DIRECTIONS —
Copy all the lines of the data that include the word "below".

[Start of Attachment]

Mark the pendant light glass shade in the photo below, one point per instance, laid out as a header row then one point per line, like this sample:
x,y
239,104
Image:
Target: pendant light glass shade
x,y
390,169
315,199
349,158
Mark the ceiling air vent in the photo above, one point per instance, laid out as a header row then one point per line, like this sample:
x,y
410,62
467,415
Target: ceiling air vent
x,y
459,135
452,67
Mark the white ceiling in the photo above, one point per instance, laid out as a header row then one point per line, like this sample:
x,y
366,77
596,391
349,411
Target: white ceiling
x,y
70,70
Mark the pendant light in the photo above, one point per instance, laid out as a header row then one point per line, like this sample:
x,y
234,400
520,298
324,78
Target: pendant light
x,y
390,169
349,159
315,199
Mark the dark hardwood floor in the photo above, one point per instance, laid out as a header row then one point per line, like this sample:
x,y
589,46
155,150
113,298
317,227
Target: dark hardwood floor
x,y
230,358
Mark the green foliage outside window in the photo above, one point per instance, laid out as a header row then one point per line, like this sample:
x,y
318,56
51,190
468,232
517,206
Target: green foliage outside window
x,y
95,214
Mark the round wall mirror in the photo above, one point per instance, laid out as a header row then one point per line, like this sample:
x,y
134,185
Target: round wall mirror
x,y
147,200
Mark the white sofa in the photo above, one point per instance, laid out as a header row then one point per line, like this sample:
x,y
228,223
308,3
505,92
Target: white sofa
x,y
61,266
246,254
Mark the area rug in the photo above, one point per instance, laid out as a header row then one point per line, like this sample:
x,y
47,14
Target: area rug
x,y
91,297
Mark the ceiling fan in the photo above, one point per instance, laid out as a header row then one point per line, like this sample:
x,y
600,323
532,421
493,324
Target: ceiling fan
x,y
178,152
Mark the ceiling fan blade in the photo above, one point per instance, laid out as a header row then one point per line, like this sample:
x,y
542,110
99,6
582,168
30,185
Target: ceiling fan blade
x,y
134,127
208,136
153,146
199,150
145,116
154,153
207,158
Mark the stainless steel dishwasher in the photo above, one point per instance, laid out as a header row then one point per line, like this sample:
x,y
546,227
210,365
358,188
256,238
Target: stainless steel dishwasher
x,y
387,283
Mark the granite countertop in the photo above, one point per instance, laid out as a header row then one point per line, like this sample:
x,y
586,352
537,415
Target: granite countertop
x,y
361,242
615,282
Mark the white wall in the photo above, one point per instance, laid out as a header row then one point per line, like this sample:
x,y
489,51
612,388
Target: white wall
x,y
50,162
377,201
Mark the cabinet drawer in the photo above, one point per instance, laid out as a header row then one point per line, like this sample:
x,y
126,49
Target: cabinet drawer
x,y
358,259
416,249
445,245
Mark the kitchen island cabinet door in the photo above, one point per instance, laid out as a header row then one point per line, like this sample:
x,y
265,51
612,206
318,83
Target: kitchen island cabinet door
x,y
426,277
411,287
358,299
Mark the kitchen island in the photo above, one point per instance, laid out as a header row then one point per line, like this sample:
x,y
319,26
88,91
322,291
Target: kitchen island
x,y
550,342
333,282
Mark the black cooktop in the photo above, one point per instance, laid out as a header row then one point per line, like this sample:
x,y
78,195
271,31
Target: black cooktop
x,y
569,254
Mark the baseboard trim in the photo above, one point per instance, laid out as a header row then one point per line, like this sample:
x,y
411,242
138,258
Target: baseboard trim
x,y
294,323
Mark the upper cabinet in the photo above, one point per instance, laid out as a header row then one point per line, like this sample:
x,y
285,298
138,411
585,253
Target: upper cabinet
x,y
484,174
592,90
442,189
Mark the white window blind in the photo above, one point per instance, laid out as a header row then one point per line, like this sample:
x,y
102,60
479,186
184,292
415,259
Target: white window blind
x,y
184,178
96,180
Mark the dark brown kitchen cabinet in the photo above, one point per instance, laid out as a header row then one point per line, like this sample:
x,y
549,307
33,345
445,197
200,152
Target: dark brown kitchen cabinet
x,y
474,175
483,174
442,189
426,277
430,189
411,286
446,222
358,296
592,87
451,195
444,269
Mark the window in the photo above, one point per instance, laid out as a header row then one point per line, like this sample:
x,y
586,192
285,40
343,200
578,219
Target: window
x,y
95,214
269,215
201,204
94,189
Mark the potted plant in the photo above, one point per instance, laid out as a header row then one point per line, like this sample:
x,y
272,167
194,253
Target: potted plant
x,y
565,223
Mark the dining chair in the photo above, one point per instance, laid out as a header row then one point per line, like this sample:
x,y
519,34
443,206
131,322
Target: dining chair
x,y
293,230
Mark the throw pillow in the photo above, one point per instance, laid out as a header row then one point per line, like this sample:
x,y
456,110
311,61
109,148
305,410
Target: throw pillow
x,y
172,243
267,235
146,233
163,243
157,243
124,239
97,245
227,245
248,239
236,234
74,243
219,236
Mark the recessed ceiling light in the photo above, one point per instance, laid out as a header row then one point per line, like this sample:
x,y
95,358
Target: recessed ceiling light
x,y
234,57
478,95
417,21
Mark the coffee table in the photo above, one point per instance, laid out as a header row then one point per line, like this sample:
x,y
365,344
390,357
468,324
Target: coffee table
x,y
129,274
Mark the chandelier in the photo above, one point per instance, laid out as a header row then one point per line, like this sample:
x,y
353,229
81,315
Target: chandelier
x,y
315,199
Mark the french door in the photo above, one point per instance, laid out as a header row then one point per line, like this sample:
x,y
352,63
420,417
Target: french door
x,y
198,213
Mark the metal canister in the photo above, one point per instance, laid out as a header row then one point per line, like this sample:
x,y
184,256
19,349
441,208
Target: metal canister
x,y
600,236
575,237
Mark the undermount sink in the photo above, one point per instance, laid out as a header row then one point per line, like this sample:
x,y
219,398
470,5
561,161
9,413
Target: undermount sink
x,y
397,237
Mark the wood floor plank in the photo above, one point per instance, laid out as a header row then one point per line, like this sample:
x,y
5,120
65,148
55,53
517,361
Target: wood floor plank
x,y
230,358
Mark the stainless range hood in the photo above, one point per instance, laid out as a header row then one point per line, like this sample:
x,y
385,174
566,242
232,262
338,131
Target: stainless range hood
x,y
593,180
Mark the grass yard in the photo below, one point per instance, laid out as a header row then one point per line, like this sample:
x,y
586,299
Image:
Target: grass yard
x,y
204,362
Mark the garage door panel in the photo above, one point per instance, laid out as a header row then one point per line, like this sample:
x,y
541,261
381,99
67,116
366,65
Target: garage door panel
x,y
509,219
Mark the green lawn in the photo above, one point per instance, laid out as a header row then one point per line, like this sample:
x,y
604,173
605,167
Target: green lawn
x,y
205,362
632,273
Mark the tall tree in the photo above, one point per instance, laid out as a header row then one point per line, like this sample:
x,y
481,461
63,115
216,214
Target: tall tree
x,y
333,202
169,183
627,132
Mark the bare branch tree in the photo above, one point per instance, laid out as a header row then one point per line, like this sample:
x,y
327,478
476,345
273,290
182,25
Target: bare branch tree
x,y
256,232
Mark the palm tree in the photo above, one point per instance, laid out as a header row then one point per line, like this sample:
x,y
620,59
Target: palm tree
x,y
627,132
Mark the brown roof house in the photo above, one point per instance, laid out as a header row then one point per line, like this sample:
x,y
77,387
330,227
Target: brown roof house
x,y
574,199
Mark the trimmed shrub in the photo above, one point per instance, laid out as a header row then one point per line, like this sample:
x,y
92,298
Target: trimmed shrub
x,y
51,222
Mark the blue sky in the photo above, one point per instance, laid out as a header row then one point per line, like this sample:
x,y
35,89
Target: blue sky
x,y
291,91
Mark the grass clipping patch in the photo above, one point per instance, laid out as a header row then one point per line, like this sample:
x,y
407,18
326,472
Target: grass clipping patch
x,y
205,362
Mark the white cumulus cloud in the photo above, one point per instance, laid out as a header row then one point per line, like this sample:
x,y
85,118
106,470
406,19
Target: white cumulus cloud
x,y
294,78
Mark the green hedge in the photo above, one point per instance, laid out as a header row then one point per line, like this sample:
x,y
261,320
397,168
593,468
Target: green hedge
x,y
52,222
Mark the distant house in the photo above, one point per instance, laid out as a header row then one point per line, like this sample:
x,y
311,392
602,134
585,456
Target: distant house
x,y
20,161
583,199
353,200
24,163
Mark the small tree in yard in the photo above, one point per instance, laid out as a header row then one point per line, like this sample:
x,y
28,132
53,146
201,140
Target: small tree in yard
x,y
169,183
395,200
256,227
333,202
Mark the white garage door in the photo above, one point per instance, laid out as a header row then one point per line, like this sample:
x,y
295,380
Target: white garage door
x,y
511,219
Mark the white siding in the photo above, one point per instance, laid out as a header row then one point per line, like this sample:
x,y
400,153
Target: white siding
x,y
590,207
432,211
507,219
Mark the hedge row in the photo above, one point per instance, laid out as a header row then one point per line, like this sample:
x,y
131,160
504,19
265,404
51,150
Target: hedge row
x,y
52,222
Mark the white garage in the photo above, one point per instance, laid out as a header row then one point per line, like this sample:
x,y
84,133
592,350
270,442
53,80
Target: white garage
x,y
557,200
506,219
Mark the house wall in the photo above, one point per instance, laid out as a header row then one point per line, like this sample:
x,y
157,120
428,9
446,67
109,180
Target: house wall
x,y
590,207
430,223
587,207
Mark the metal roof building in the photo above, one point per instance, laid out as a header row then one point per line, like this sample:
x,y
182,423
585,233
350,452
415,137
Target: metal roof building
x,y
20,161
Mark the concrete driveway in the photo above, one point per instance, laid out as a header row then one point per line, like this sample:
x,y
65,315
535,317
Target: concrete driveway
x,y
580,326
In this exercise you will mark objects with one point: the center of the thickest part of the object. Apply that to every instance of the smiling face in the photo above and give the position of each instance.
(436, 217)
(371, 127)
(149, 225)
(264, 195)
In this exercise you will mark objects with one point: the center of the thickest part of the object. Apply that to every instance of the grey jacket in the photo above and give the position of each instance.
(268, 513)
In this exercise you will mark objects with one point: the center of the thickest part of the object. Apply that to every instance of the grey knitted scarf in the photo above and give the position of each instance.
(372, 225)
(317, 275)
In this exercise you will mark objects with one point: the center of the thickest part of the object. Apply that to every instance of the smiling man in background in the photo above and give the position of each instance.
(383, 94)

[End of Attachment]

RESPONSE —
Mark the pendant light glass shade in the photo below, one point per instance, laid out as a header row then one point per line, like this sample:
Mark the grass yard in the photo below, one point per instance, laid out as a header row then one point per line, like this sample:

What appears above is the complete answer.